[[ Input for this task open ]]

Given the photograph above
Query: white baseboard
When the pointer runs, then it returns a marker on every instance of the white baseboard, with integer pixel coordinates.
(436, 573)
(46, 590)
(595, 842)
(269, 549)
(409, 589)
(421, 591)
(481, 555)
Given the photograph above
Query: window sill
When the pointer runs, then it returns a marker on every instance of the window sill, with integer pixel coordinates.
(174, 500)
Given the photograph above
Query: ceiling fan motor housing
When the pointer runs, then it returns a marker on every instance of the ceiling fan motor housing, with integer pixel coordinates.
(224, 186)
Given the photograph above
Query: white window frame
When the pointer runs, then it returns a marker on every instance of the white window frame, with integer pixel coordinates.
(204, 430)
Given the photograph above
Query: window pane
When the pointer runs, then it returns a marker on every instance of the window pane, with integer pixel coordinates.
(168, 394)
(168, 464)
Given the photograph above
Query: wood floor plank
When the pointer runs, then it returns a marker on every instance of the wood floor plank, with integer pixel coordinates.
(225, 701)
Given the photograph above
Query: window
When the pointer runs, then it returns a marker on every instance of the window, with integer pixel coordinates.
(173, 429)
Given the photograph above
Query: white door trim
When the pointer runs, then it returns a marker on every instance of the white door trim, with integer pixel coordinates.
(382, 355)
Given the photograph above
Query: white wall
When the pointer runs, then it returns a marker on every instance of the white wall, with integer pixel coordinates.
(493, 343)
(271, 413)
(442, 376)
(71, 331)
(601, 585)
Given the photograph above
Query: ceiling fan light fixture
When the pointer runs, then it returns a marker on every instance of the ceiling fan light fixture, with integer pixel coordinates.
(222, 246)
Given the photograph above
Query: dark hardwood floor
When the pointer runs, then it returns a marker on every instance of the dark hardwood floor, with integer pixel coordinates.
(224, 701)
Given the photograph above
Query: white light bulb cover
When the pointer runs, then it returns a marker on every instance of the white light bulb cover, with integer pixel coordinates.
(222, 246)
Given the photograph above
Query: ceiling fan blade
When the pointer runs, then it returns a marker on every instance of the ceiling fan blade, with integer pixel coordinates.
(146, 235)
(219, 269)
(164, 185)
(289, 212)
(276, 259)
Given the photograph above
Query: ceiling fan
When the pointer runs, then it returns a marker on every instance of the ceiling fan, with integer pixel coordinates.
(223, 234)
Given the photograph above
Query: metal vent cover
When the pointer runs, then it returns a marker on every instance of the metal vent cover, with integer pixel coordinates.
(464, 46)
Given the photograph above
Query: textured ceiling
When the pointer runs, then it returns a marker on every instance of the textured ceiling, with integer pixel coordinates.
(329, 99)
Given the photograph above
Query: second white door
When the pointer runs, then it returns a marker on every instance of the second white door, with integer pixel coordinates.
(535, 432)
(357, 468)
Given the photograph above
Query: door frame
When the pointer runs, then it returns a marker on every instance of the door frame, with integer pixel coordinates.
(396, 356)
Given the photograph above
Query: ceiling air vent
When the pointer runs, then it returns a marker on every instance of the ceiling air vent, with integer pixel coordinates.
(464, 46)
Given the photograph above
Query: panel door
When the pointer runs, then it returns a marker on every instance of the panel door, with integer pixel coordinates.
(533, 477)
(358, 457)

[[ Input for this task closed ]]

# Task requirements:
Every record needs to be written out again, exactly as it was given.

# Answer to the problem:
Given the photograph above
Query: white baseboard
When the pointer runs, then it returns a marker on every instance of the white baseboard, with integer pixel coordinates.
(436, 573)
(46, 590)
(595, 842)
(269, 549)
(409, 589)
(421, 591)
(481, 555)
Given the photograph above
Query: window sill
When the pointer runs, then it returns a marker on every instance of the window sill, with integer pixel coordinates.
(174, 500)
Given the photograph above
Query: ceiling fan motor housing
When the pointer runs, then it returns a marker on every instance of the ceiling fan motor housing, with integer pixel coordinates.
(224, 186)
Given the photograph above
Query: white window frame
When the pointer runs, then it returns a marker on every instance of the white window frame, with integer pixel coordinates.
(204, 430)
Given the photograph above
Query: window pane
When the pointer runs, then it returns a marker on every instance of the window pane, with integer pixel coordinates.
(168, 394)
(168, 464)
Given the photograph above
Query: wood floor plank
When the pointer runs, then it returns a marker on every instance of the wood floor plank, with integer pixel coordinates.
(225, 701)
Given the photograph above
Query: window
When the pointer runs, then it returns a marker on every instance of the window, with integer pixel coordinates.
(173, 429)
Given the photograph above
Query: white door trim
When the pointer runs, then it returns a marker on every instance of the white door trim, with integer pixel coordinates.
(382, 355)
Given the photograph above
Query: white wall
When the pointer runs, then it returns a marker on every instance of the white wall, with integer pixel coordinates.
(493, 343)
(271, 413)
(442, 376)
(71, 331)
(601, 585)
Given the photograph above
Query: ceiling fan light fixture
When the pointer runs, then it returns a marker on every instance of the ceiling fan light fixture, with integer pixel coordinates.
(222, 246)
Given the photograph above
Query: dark hardwood floor
When the pointer runs, then it returns a marker on every instance of the dark hardwood floor, with integer pixel coordinates.
(224, 701)
Given the photograph above
Query: white light bulb cover
When the pointer runs, then it returns a marker on every instance of the white light bulb cover, with integer pixel coordinates.
(222, 246)
Given the photograph above
Query: ceiling fan blade
When the pointer runs, then it returns a marker on every instance of the ceiling fan blade, with integer pixel coordinates.
(146, 235)
(219, 269)
(164, 185)
(289, 212)
(276, 259)
Given the photograph above
Query: ceiling fan
When the pointer runs, then it returns a marker on every instance of the ceiling fan, with integer pixel coordinates.
(223, 234)
Given the photograph above
Query: metal vent cover
When the pointer runs, then it returns a marker on every instance of the metal vent cover, with integer pixel coordinates.
(464, 46)
Given the photograph above
Query: textured ceiling
When the pointer runs, then it returns a marker on every instance of the textured ceiling, with integer pixel coordinates.
(329, 99)
Given the photograph above
Query: second white door
When the pointer runs, then it returns a marker on every instance of the second white door, with integer pixel coordinates.
(535, 432)
(357, 468)
Given the photograph above
Query: door frame
When the pointer runs, then it returns a marker on every instance of the door frame, with integer pixel coordinates.
(396, 356)
Given the photograph above
Query: ceiling air vent
When the pointer runs, then it returns a marker on every instance of the ceiling air vent, with integer pixel coordinates.
(464, 46)
Given the photograph above
Query: panel door
When the pointer runs, then it returns a marker on every instance of the panel door, with integer pixel coordinates.
(533, 477)
(358, 457)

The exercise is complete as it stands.